+++ TEXT SECTION

Gareth Morgan, Director of Gareth Morgan Investments
Desperately out to capture votes before his party is dropped into a black hole, Paul Keating has been tossing blues around this last week. Amongst his initiatives was the introduction of a payment of $30 per week to parents at home caring for children. This payment is targeted at the people who aren’t poor enough to qualify for welfare assistance, yet without high enough income to receive the income tax cuts Hewson has promised as compensation for GST. As has happened in NZ, Australian social initiatives are targeted at the poor and income tax cuts at the higher incomes group. In the middle lies the bulk of voters – squeezed by a higher total tax burden and racked by substantial job loss as microeconomic reforms work their way through.
The consequence of this barbell emphasis on fhscal redistribution has in NZ at least, been to foster high political despondency amongst the middle income group. This cohort have been subjected to a number of economic strains since the mid- eighties which are manifest in various social breakdowns: (1) Accelerated obsolescence of white collar skills from the commercialisation of the microchip, exposing the economy to international competition, and the domestic rationabisation deregulation has wrought – has thrust significant numbers onto a labour scrapheap with little prospect of that fate being ended soon. (2) An income vice gripping middle earners’ discretionary income is a result of a higher tax burden and the permanent removal of negative real mortgage interest. (3) The emergence of significant numbers of latch key kids as income pressures keep both Mum and Dad full time at the office. The pathetic spectre of children going to school with their medicine in their satchels, and being home alone during holidays and after school, is an indictment of the distorted priorities income-pressured parents have given child care.

++++++

**STUDY QUESTIONS**
**1.** From the commentary on middle-income voters, extract the passage that begins with the words containing "Gareth Morgan, Director" and ends with "their way through.", copying it verbatim.
**2.** Continue the commentary on the economic squeeze facing middle-income earners from the point at which it stops.

+++ DATA SHOWN

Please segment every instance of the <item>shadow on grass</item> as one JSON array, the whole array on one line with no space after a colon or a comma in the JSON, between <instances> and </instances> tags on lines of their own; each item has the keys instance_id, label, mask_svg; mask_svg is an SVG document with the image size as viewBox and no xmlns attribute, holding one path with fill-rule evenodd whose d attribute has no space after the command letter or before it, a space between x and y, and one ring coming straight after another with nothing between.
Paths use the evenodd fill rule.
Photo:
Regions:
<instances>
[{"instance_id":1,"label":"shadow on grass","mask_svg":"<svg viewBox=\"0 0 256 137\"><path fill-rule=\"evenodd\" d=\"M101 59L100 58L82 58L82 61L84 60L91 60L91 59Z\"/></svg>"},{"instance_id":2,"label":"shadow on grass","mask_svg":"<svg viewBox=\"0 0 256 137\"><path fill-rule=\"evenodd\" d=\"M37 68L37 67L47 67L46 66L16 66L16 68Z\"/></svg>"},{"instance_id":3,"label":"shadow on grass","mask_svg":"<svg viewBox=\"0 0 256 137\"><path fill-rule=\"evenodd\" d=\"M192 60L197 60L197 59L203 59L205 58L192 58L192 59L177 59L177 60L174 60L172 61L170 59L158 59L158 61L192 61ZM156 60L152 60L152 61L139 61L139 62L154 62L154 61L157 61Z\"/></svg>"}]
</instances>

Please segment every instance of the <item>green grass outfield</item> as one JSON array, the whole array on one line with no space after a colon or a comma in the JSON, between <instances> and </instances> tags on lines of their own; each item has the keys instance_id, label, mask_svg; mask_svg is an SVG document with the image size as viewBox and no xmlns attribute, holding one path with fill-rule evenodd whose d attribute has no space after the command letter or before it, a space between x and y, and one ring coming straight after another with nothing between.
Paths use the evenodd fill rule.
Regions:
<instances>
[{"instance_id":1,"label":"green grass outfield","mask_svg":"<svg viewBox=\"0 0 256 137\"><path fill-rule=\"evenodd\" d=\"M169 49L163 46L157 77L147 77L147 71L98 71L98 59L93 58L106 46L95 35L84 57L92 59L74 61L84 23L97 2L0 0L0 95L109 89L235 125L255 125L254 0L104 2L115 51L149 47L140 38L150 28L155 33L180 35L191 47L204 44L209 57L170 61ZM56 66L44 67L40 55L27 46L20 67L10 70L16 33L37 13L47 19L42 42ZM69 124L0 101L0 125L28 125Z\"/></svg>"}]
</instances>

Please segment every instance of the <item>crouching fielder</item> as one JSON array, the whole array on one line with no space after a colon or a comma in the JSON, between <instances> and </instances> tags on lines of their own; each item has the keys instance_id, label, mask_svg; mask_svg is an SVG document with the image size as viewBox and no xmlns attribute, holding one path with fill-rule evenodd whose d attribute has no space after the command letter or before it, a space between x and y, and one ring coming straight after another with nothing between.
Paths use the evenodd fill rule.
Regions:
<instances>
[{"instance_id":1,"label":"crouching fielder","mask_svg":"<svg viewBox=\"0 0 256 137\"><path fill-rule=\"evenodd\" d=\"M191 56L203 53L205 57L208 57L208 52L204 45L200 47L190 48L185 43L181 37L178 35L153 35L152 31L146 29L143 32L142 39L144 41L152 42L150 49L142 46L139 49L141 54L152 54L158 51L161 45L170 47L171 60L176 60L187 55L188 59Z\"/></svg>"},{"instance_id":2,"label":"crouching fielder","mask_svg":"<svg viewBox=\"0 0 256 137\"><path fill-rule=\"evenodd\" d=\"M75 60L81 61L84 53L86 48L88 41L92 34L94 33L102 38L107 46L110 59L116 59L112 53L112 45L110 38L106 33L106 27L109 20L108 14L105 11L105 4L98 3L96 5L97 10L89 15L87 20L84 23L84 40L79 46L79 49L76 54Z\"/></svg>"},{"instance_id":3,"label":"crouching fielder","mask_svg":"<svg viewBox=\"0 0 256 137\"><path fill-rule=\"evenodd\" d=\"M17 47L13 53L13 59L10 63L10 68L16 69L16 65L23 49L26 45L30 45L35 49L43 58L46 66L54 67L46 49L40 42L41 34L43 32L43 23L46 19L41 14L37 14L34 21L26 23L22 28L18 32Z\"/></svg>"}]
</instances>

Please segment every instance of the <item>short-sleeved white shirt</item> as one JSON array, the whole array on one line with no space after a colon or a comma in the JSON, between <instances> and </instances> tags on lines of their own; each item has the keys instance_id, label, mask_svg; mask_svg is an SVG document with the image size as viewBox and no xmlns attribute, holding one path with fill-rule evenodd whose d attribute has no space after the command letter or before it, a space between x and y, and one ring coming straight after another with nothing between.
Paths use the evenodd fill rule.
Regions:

++++++

**RESPONSES TO THE EXERCISE**
**1.**
Gareth Morgan, Director of Gareth Morgan Investments
Desperately out to capture votes before his party is dropped into a black hole, Paul Keating has been tossing blues around this last week. Amongst his initiatives was the introduction of a payment of $30 per week to parents at home caring for children. This payment is targeted at the people who aren’t poor enough to qualify for welfare assistance, yet without high enough income to receive the income tax cuts Hewson has promised as compensation for GST. As has happened in NZ, Australian social initiatives are targeted at the poor and income tax cuts at the higher incomes group. In the middle lies the bulk of voters – squeezed by a higher total tax burden and racked by substantial job loss as microeconomic reforms work their way through.

**2.**
Should there be wonder that the middle income group find themselves so much alienated from the wondrous results of economic reform? In NZ their disillusionment was last year voiced emphatically in the referendum on the political system. But we may well yet see NZ politicians follow the initiative Paul Keating has made and design specific fiscal measures to appease this group’s hostility. There is a raw political opportunity here to confront the economic rationalist policies which have been widely unpopular, notwithstanding their potential to deliver medium term benefits, and no matter how necessary they’ve been.
The current economic policy disintegration in the UK is an example of the sudden political reversals economic policies which fail to deliver tangible benefits soon enough, can generate. Desperately seeking economic recovery, that government is now all but abandoning Thatcherism, at least in its original form. The budget deficit is ballooning, monetary policy is targeting growth not price stability, and the Pound is in steep decline. 3 million unemployed has before in Britain been the threshold which breaks policy commitment.
Clinton’s pro-active fiscal policy and Britain’s about face, both suggest NZ may well fall victim to the pressures of voter disillusion yet.